*Selected text:*
== Segment start ==

Sparse Efficiency vs. Superposition: The Interpretability Tradeoff

hillz

Today’s frontier models train in an expensive style: dense forward passes, huge matrix multiplies, and broad weight updates.

The human brain (~5 MWh over 28 years) is an existence proof that learning can be vastly more energy efficient - about 10,000x - than modern AI training runs (https://coefficientgiving.org/research/how-much-computational-power-does-it-take-to-match-the-human-brain/).

The human brain does not achieve this by activating everything all at once. Normal cognition is extremely sparse, local, and conditional. Different circuits are recruited for different tasks; learning updates are distributed unevenly; and “everything firing at once” is not intelligence - it is closer to a seizure.

When I look at strategies like mixture-of-experts, I see them as one small step on a potentially very long path toward more brain-like efficiency: sparse routing, specialized sub-networks, and very segmented or distributed updates, rather than running and updating the whole system uniformly for every example. (In the future, GPUs may be used in new and clever ways, as they work great for dense updates).

But there is also a real tension here. Anthropic has done awesome research showing that a big reason neural networks are so powerful is because they are able to use superposition: a dense shared representational space can compress multiple rare, mostly non-overlapping features into the same neurons / activation space.

== Segment end ==

*Data segment:*
== Segment start ==

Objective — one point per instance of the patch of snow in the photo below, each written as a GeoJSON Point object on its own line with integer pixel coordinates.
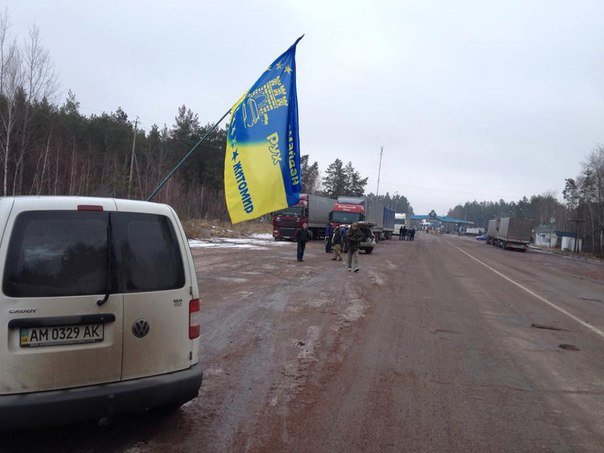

== Segment end ==

*Aim of the task:*
According to the post on sparse efficiency and superposition, roughly how much energy does the human brain use over 28 years?

*Expected answer:*
About 5 MWh.